Mathieu Bauer nous invite au cœur du territoire miné de la bureaucratie et de sa tentaculaire administration. Dans cet étourdissant labyrinthe kafkaïen, les silhouettes, les seconds rôles et les figurants deviennent les personnages principaux d’une histoire re-racontée de l’Amérique.
Les élèves du groupe 46 de l’école du Théâtre national de Strasbourg ont embarqué durant leur dernière année d’étude avec Mathieu Bauer et Sylvain Cartigny pour une épopée musicale absurde et abrasive. Ensemble, ils forment l’orchestre vagabond des demandeurs qui occupent les couloirs du grand Théâtre de l’Oklahoma, décor du dernier chapitre de L’Amérique de Kafka.
Leur appétit, leur envie, leur désir de s’emparer de tous les rôles font exploser les assignations et repoussent les murs des salles d’attente où on les confine. L’énergie vitale du groupe nous parvient à travers une myriade de scènes, écrites pour eux par Marion Stenton, également élève dramaturge à l’école du TNS. D’un côté, les mesureurs méticuleux, les gestionnaires et leur sémantique administrative désarmante ; de l’autre, les ventres vides, les accents de l’urgence, le tremblement du trac, les inflexions rageuses de la nécessité.

■ **DONNÉES FOURNIES**:
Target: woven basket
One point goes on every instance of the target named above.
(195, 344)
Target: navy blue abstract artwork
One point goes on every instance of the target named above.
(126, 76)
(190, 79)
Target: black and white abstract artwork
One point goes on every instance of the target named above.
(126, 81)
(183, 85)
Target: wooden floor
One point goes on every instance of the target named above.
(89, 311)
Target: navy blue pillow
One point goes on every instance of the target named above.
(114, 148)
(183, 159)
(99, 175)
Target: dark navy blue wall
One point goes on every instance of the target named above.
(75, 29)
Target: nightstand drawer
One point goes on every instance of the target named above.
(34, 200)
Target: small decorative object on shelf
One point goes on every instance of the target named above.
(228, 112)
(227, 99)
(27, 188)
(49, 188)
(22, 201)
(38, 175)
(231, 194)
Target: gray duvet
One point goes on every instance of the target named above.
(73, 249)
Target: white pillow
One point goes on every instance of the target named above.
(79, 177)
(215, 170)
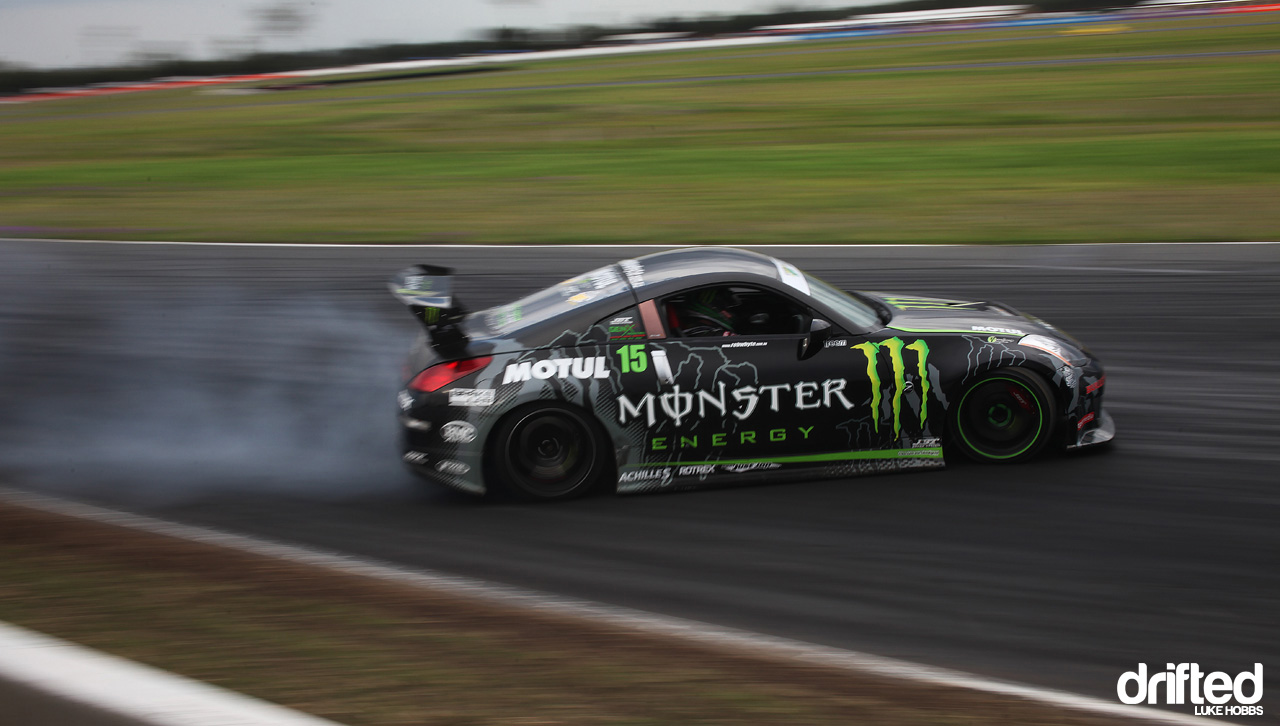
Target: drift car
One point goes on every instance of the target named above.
(709, 366)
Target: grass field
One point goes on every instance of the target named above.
(376, 654)
(888, 140)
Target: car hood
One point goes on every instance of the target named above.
(941, 315)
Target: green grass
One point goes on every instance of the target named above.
(1171, 150)
(369, 653)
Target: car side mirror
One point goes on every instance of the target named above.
(819, 332)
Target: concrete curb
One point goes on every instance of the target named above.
(45, 681)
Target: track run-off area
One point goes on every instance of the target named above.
(251, 389)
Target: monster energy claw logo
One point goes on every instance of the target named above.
(895, 355)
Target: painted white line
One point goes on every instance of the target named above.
(55, 681)
(615, 246)
(1088, 269)
(638, 621)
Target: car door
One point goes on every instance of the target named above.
(743, 396)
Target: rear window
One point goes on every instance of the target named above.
(561, 298)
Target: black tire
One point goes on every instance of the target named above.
(1005, 416)
(547, 452)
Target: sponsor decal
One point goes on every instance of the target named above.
(1069, 375)
(581, 369)
(662, 366)
(1211, 694)
(895, 347)
(624, 328)
(452, 467)
(791, 275)
(458, 432)
(636, 475)
(634, 272)
(506, 315)
(472, 397)
(725, 438)
(996, 329)
(745, 467)
(679, 405)
(922, 302)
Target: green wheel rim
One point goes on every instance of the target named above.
(1006, 419)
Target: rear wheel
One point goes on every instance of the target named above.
(548, 452)
(1006, 415)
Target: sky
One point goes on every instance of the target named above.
(59, 33)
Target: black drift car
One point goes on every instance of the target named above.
(708, 366)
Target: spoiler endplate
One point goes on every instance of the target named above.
(428, 291)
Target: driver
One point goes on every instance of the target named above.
(707, 313)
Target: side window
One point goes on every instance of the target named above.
(732, 310)
(625, 327)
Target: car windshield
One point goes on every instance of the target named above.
(557, 300)
(853, 309)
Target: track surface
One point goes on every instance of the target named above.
(252, 389)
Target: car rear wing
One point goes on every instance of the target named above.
(428, 291)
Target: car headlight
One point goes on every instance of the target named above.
(1057, 348)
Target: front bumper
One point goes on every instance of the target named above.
(1102, 430)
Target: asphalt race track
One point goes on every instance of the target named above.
(252, 389)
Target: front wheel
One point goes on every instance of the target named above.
(547, 452)
(1006, 415)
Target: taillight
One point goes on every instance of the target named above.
(443, 374)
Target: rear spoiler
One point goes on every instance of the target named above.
(428, 291)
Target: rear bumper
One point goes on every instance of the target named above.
(1102, 430)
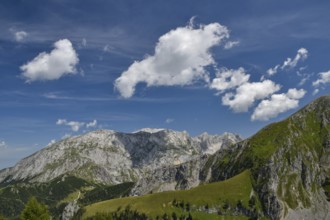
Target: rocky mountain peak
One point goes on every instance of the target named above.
(112, 157)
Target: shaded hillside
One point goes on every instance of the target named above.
(289, 163)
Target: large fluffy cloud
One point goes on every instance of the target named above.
(180, 58)
(60, 61)
(302, 54)
(229, 78)
(247, 93)
(324, 78)
(277, 104)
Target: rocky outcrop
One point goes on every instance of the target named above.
(111, 157)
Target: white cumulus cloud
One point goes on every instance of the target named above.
(324, 78)
(169, 120)
(247, 93)
(278, 103)
(229, 78)
(302, 54)
(20, 35)
(231, 44)
(60, 61)
(180, 58)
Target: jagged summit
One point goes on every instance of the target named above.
(150, 130)
(112, 157)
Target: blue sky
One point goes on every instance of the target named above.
(68, 67)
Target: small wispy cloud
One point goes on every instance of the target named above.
(290, 63)
(3, 144)
(169, 120)
(20, 36)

■ **ÉNONCÉ 1**:
D'après le bloc de texte, qui a écrit les scènes à travers lesquelles nous parvient l'énergie du groupe ?
■ **ÉNONCÉ 2**:
Recopie le passage du bloc de texte qui s'ouvre sur les mots « Leur appétit, leur » et se clôt sur « de la nécessité. », en substituant « antichambres » à « salles d’attente ».

■ **SOLUTION 1**:
Marion Stenton, élève dramaturge à l'école du TNS.

■ **SOLUTION 2**:
Leur appétit, leur envie, leur désir de s’emparer de tous les rôles font exploser les assignations et repoussent les murs des antichambres où on les confine. L’énergie vitale du groupe nous parvient à travers une myriade de scènes, écrites pour eux par Marion Stenton, également élève dramaturge à l’école du TNS. D’un côté, les mesureurs méticuleux, les gestionnaires et leur sémantique administrative désarmante ; de l’autre, les ventres vides, les accents de l’urgence, le tremblement du trac, les inflexions rageuses de la nécessité.